Rewrite the passage of the forum thread starting at "The virtual channel" and ending at "actual channel 10.", with "cell phone towers" changed to "broadcast towers".

• _TEXT SHOWN_:
=====

# TiVo Bolt OTA Tuners Fried?



## Me3 (Jan 21, 2018)

Good morning! I have a TiVo Bolt OTA unit connected to an external, roof-mounted antenna. The other morning when I went to watch live TV I found that none of my channels appeared to have any signal. I've tested the antenna by connecting it directly to my TV and I am getting a solid picture so I'm assuming that the antenna is working properly. 

When I run diagnostics they report a 32% signal strength on all channels with a SNR of 13 dB. The RS Uncorrected field continues to count up while the RS Corrected field remains at 0 (zero).

I've reconnected all of the electrical connections on the back of the unit. None of them appeared to have any issues. I've warm-booted (Restart Box) the unit three times during my troubleshooting. I've also cold-booted the unit by removing DC power from the unit for approximately one minute before reconnecting it. Neither of these has solved my problem.

The unit continues to function normally in seemingly all other respects. I'm able to access all of the menus. I'm able to play recorded content. I'm able to access and use Apps.

Does anyone have any suggestions on how to further troubleshoot the problem? Or have I somehow fried my tuners? If the tuners have failed does anyone have any suggestions on how to fix that? Or is my unit ready for the recycle bin?

Thanks for reading!


----------



## LarryAtHome (Feb 18, 2008)

Did your channels change their frequency,,,, affected by the re-pack?
The virtual channel numbers stay the same but the actual channel frequencies change.
If not, do you have any cell phone towers close by? These can affect channels close to actual channel 10.


----------



## kpeters59 (Jun 19, 2007)

I've seen Bolt Tuners need to have the Power unplugged before they would tune properly again...

-KP


----------



## V7Goose (May 28, 2005)

Me3 said:


> I've tested the antenna by connecting it directly to my TV and I am getting a solid picture so I'm assuming that the antenna is working properly.
> 
> When I run diagnostics they report a 32% signal strength on all channels with a SNR of 13 dB.


Did you use the exact same cable when testing on the TV directly? In other words, did you simply disconnect the cable from the Bolt and move it to the TV, without changing any other connections? That is the only true test of the antenna and cable plant. And even then, just moving a cable around can cause signal strength to change if any of the connections are loose or otherwise damaged.

=====

• _DATA EXTRACT_:

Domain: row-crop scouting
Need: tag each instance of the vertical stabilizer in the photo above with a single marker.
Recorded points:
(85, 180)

=====

• _TASK RESULT_:
The virtual channel numbers stay the same but the actual channel frequencies change.
If not, do you have any broadcast towers close by? These can affect channels close to actual channel 10.